[Available records]

----------------------------------------

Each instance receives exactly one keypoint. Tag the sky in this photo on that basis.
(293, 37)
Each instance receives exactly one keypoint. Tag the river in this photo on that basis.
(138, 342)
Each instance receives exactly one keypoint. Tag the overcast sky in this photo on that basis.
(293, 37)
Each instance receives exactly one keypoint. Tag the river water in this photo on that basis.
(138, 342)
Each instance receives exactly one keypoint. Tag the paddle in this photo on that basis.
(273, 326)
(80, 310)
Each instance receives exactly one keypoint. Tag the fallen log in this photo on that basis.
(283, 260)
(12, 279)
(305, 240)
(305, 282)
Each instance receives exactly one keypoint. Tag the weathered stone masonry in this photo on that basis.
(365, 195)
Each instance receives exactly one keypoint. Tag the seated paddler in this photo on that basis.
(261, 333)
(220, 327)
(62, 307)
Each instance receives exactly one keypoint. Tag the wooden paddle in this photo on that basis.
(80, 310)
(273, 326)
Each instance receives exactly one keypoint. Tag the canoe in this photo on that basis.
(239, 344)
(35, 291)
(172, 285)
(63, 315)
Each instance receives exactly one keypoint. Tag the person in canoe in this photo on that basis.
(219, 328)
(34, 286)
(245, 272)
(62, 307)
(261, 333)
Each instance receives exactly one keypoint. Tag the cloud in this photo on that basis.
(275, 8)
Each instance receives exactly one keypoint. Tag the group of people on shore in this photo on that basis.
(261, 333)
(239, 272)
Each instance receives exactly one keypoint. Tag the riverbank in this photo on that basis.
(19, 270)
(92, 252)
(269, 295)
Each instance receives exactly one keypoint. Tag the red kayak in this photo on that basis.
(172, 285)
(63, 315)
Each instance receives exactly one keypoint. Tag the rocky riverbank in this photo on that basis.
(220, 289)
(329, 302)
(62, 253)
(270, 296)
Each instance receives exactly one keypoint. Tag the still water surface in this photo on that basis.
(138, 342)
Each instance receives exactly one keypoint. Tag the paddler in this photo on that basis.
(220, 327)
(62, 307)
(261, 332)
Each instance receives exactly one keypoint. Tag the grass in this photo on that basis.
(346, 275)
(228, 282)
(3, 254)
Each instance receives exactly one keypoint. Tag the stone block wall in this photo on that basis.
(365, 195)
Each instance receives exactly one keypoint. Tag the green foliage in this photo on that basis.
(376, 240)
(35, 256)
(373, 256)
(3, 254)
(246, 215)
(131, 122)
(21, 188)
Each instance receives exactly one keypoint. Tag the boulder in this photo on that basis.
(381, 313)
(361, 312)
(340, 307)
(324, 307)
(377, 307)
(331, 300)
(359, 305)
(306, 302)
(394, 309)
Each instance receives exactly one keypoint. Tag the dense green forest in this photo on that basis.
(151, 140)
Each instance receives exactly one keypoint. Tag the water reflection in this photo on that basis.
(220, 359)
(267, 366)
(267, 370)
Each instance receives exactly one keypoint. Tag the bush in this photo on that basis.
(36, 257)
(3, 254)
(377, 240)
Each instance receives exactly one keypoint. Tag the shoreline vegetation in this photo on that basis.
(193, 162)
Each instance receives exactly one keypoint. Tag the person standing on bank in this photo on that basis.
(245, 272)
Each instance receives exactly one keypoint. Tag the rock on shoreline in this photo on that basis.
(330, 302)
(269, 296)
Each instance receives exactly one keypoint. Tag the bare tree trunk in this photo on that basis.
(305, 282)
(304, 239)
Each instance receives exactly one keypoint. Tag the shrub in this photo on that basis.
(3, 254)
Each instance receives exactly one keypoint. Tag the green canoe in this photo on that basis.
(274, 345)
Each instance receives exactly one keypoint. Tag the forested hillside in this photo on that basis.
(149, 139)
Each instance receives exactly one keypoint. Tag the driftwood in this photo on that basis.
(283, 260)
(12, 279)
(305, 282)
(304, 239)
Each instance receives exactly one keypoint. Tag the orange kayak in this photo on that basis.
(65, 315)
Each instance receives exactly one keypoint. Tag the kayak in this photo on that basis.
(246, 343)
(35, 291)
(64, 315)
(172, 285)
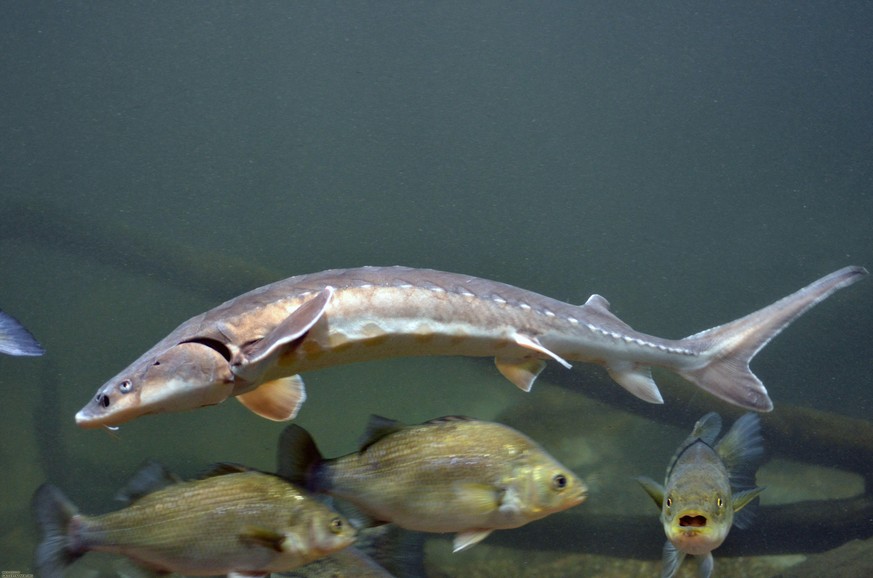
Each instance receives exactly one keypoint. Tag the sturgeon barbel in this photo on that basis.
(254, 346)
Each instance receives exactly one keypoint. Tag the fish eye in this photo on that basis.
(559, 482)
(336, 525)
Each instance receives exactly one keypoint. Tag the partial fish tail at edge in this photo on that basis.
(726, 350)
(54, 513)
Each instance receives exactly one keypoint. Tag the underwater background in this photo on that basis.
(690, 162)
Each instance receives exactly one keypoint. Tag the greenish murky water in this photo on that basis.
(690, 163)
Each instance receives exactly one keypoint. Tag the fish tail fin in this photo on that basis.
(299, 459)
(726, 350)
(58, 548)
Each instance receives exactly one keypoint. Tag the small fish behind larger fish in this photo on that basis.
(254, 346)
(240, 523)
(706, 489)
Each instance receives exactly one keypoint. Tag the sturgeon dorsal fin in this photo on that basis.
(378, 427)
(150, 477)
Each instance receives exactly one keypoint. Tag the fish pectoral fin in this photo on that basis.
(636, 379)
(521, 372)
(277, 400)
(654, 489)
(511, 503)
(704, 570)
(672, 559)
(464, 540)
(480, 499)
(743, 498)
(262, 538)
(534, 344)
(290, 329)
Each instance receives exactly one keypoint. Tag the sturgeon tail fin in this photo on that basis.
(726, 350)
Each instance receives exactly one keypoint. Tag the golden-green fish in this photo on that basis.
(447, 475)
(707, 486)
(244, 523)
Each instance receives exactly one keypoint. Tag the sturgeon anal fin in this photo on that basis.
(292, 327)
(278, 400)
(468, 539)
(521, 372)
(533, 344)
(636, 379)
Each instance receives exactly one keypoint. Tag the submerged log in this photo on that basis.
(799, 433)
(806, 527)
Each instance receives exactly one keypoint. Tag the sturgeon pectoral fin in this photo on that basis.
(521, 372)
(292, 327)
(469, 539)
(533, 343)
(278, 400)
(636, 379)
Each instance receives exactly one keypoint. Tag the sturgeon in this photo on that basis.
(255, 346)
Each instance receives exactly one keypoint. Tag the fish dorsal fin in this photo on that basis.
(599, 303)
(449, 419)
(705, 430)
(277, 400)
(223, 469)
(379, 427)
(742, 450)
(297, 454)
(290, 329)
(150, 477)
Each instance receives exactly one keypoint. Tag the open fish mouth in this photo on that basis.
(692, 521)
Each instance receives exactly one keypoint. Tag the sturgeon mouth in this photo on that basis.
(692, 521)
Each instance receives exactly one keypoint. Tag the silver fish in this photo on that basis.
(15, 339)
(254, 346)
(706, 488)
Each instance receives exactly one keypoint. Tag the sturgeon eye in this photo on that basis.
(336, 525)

----------------------------------------

Rewrite all of the rows above, changing "keypoint" to "marker" and leaving everything else unchanged. Omit the pictures from your answer.

[Reply to the task]
Each instance receives exactly one marker. Tag the sky in this photo on that basis.
(293, 37)
Each instance receives exactly one marker. Tag the river in this photo on that basis.
(138, 342)
Each instance receives exactly one marker. Tag the overcast sky in this photo on that basis.
(293, 37)
Each instance receives exactly one marker. Tag the river water in this photo on that basis.
(138, 342)
Each instance receives exactly one marker. Tag the paddle in this photo on that basis.
(273, 326)
(80, 310)
Each instance receives exactly one marker. Tag the fallen log in this photo on that basis.
(283, 260)
(12, 279)
(305, 240)
(305, 282)
Each instance receives exactly one marker. Tag the weathered stone masonry in this photo on that basis.
(365, 195)
Each instance receives exactly one marker. Tag the seated paddler in this photo on that basis.
(261, 333)
(220, 327)
(62, 307)
Each instance receives exactly one marker. Tag the wooden paddle in this photo on that basis.
(80, 310)
(273, 326)
Each instance receives exactly one marker. Tag the canoe in this photo on that basis.
(239, 344)
(35, 291)
(172, 285)
(63, 315)
Each instance receives exactly one marker. Tag the person in canoe in this photo on that basis.
(219, 328)
(34, 286)
(245, 272)
(62, 307)
(261, 333)
Each instance receives exactly one marker. Tag the cloud in this photo on that basis.
(275, 8)
Each instance receives exactly one marker. Tag the group of people on shore in this photo on that basis.
(261, 333)
(239, 272)
Each instance receives exactly one marker. Tag the riverbank in this photo on that basis.
(19, 270)
(92, 252)
(269, 295)
Each instance receives exactly one marker. Tag the red kayak in this photo on that basis.
(172, 285)
(63, 315)
Each instance receives exactly one marker. Tag the rocky riverbank in this photo on that basis.
(220, 289)
(329, 302)
(62, 253)
(270, 296)
Each instance receives exactly one marker. Tag the still water surface in this photo on that basis.
(138, 342)
Each instance receives exactly one marker. Tag the paddler in this photo on that basis.
(220, 327)
(62, 307)
(261, 332)
Each instance receives exactly one marker. Tag the grass in this photo on that basis.
(346, 275)
(228, 282)
(3, 254)
Each instance receives exactly one marker. Tag the stone block wall in this photo on that basis.
(365, 195)
Each instance receives exactly one marker. Tag the green foliage in this photo on that basis.
(376, 240)
(35, 256)
(373, 256)
(3, 254)
(246, 215)
(131, 122)
(21, 188)
Each instance receives exactly one marker. Tag the boulder in this photo on that basis.
(381, 313)
(361, 312)
(340, 307)
(324, 307)
(377, 307)
(331, 300)
(359, 305)
(306, 302)
(394, 309)
Each instance receives exactly one marker. Tag the dense green forest in this photo on that basis.
(151, 140)
Each instance receives exactly one marker. Tag the water reflection in this photo on that basis.
(220, 359)
(267, 366)
(267, 370)
Each instance receives exactly one marker. Tag the bush in this photo on that basis.
(36, 257)
(3, 254)
(377, 240)
Each instance receives exactly one marker. Tag the shoreline vegetation in this photo on that basis.
(193, 162)
Each instance receives exactly one marker. Tag the person standing on bank in this photo on that basis.
(245, 272)
Each instance receives exactly one marker. Tag the rock on shoreline in this photo on that basis.
(330, 302)
(269, 296)
Each instance receives exactly one marker. Tag the bare tree trunk in this photo on that basis.
(305, 282)
(304, 239)
Each instance receives exactly one marker. Tag the shrub in this photo on that basis.
(3, 254)
Each instance receives exactly one marker. Tag the green canoe in this photo on that basis.
(274, 345)
Each instance receives exactly one marker. Tag the forested hillside in this photo on that basis.
(149, 139)
Each instance receives exactly one marker. Tag the driftwood in this photo on that basis.
(283, 260)
(12, 279)
(305, 282)
(304, 239)
Each instance receives exactly one marker. Tag the orange kayak in this photo on that basis.
(65, 315)
Each instance receives exactly one marker. Tag the kayak in this photo on that basis.
(246, 343)
(35, 291)
(64, 315)
(172, 285)
Each instance receives exactly one marker. Tag the sturgeon barbel in this photo on that basis.
(254, 346)
Each instance receives exactly one marker. Tag the fish eye in this photo on that basis.
(559, 482)
(336, 525)
Each instance receives exactly one marker. Tag the partial fish tail at edge in this photo on that basis.
(726, 350)
(54, 513)
Each instance receives exactly one marker. Tag the underwater background in this photo on that basis.
(690, 162)
Each instance receives exactly one marker. Tag the greenish murky water in this photo on that basis.
(690, 163)
Each instance receives exactly one marker. Tag the fish tail fin in this photo on that basis.
(299, 459)
(726, 350)
(58, 548)
Each instance receives exactly one marker. Tag the small fish behind larger fish in this photo on that basis.
(254, 346)
(240, 523)
(706, 489)
Each instance receives exactly one marker. Tag the sturgeon dorsal fin in this photo on that basis.
(378, 427)
(150, 477)
Each instance receives exactly one marker. Tag the fish pectoral fin in this photo on that basis.
(636, 379)
(521, 372)
(277, 400)
(654, 489)
(511, 503)
(704, 570)
(672, 559)
(464, 540)
(480, 499)
(743, 498)
(262, 538)
(534, 344)
(290, 329)
Each instance receives exactly one marker. Tag the sturgeon tail fin in this photo on that basis.
(726, 350)
Each instance receives exactly one marker. Tag the golden-green fish in this photo on that basis.
(447, 475)
(707, 486)
(244, 523)
Each instance receives exactly one marker. Tag the sturgeon anal fin in this photo on that basis.
(292, 327)
(278, 400)
(468, 539)
(521, 372)
(533, 344)
(636, 379)
Each instance receives exactly one marker. Tag the submerged log in this photo on that basis.
(799, 433)
(806, 527)
Each instance receives exactly one marker. Tag the sturgeon pectoral fin in this photo on that basis.
(521, 372)
(292, 327)
(469, 539)
(533, 343)
(278, 400)
(636, 379)
Each instance receives exactly one marker. Tag the sturgeon in this photo on that basis.
(255, 346)
Each instance receives exactly one marker. Tag the fish dorsal fin in this photo on that basis.
(599, 303)
(449, 419)
(705, 430)
(277, 400)
(223, 469)
(379, 427)
(742, 450)
(297, 454)
(290, 329)
(150, 477)
Each instance receives exactly one marker. Tag the open fish mouth in this photo on that basis.
(692, 521)
Each instance receives exactly one marker. Tag the sturgeon mouth in this photo on that basis.
(692, 521)
Each instance receives exactly one marker. Tag the silver fish in this photo on that basis.
(15, 339)
(254, 346)
(706, 488)
Each instance receives exactly one marker. Tag the sturgeon eye in this photo on that basis.
(336, 525)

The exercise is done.